What is required: Once the line containing "Where can you find the tall" is found in the listing below, return it and each line after it through the last, exactly as given.
Available data Start Marker
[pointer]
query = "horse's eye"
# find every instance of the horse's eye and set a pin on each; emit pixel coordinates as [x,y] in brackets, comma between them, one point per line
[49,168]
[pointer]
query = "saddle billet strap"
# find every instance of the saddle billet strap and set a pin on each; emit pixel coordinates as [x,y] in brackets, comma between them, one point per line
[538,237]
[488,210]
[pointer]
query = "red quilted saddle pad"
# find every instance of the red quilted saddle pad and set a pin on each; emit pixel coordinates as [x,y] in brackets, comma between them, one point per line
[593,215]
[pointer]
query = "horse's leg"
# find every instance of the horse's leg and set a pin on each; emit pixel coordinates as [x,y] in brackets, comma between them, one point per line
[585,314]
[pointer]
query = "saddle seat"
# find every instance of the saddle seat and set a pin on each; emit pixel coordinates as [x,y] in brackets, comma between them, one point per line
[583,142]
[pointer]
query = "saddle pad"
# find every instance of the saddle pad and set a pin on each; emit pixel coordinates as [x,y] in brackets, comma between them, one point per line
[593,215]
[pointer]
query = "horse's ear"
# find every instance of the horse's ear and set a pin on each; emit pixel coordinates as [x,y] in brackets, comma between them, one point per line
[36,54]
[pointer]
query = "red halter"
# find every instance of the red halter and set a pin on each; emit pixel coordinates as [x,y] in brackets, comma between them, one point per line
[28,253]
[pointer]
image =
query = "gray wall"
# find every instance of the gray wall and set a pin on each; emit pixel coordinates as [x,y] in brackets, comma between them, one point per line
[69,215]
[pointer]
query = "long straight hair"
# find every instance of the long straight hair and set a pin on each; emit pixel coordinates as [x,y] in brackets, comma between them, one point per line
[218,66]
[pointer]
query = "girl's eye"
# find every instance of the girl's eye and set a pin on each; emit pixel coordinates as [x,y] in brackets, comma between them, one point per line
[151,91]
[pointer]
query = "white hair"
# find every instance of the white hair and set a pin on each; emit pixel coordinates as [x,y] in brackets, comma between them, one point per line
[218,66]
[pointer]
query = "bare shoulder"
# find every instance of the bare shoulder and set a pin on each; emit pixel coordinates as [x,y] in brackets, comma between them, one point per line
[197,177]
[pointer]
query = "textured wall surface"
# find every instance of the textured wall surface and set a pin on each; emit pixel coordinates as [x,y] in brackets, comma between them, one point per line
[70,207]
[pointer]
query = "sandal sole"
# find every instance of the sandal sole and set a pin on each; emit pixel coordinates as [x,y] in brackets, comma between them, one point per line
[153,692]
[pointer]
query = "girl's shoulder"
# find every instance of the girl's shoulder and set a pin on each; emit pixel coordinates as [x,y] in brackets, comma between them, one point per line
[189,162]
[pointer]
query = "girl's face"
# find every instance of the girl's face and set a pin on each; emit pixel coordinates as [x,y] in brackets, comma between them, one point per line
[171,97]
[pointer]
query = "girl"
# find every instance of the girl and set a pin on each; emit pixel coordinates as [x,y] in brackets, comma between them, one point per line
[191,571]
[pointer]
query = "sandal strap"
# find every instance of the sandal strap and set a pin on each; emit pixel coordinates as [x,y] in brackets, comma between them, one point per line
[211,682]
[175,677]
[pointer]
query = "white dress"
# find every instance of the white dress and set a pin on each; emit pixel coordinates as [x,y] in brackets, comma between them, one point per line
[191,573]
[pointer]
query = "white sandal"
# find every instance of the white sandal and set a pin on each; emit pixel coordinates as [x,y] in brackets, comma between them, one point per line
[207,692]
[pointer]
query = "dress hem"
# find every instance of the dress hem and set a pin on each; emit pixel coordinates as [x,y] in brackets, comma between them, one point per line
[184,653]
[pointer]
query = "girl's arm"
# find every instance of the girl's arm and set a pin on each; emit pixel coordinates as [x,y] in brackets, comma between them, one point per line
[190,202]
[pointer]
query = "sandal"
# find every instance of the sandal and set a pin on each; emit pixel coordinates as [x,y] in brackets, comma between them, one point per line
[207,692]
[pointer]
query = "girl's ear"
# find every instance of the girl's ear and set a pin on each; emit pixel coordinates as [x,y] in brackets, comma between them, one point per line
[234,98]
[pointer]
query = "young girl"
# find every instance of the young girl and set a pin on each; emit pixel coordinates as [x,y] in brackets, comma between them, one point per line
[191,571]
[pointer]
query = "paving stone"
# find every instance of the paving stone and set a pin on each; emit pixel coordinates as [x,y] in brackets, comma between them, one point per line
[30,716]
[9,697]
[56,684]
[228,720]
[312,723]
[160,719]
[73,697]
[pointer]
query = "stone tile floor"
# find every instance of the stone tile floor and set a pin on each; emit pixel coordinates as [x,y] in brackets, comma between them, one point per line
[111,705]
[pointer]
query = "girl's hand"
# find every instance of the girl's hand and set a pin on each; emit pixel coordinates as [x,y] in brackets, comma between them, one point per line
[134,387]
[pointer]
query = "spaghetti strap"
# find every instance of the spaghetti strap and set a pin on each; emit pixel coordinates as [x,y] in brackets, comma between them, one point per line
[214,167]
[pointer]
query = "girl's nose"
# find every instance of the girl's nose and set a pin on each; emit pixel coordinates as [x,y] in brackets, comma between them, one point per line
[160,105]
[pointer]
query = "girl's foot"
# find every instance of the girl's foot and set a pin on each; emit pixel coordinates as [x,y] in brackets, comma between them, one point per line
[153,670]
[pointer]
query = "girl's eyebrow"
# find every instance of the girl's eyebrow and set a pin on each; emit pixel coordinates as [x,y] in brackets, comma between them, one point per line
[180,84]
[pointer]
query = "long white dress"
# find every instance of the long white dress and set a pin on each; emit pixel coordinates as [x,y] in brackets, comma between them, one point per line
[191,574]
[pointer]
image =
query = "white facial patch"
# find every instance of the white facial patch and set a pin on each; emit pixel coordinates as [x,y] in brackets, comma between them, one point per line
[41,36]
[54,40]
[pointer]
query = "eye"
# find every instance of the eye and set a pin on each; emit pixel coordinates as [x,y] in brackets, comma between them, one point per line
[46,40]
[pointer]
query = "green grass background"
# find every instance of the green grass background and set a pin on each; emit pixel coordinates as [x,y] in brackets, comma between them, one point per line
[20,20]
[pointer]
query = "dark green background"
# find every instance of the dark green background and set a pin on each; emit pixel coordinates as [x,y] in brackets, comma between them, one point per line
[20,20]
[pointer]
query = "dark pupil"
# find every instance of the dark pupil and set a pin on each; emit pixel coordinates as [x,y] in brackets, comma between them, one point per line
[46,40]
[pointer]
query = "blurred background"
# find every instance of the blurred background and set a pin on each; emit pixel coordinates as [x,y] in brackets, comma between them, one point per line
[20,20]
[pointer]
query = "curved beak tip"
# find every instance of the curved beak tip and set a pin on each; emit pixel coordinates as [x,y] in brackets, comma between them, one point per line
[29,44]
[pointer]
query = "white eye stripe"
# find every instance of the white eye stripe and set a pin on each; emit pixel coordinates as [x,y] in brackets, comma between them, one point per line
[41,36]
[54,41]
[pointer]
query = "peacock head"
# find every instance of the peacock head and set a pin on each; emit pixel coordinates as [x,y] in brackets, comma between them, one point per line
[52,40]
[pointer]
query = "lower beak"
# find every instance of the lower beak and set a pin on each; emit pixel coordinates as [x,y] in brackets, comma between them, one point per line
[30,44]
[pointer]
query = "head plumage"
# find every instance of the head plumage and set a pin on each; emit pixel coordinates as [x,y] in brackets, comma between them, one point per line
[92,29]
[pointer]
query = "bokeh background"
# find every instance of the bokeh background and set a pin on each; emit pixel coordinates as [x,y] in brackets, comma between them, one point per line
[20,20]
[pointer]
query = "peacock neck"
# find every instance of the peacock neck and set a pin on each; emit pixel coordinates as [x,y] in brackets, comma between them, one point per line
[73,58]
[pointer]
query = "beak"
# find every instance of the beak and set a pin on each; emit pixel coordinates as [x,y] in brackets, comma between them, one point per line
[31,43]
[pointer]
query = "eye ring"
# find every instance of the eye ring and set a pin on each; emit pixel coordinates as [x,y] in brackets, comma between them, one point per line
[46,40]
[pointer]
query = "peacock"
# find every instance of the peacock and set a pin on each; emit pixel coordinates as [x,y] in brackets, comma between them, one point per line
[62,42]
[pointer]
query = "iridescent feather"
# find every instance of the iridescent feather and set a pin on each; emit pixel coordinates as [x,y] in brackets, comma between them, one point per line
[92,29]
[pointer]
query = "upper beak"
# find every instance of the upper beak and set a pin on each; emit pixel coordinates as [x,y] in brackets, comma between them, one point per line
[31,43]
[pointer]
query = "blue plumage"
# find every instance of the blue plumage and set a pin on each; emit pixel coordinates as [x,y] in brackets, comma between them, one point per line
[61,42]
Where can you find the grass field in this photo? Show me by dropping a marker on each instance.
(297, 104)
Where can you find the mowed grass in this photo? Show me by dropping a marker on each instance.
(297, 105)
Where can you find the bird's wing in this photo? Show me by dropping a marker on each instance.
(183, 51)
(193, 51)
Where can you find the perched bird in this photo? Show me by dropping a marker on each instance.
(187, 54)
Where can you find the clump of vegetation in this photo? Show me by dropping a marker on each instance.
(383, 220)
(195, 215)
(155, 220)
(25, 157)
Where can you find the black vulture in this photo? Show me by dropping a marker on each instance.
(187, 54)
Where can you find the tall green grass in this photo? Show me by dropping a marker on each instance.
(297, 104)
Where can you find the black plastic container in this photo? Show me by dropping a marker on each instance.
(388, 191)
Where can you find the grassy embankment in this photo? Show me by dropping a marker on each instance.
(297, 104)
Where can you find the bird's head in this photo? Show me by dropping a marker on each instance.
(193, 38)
Available data End Marker
Reply:
Where can you find the tall green grass in this photo? Show me by dropping a marker on each instance.
(297, 104)
Where can you find the black plastic container in this photo? Show me by dropping a marker on each instance.
(388, 191)
Where can you find the grassy embankment in this photo? Show me by dropping a marker on each instance.
(297, 104)
Where can you find the bird's head in this photo? Show me by dropping a marker on each instance.
(193, 38)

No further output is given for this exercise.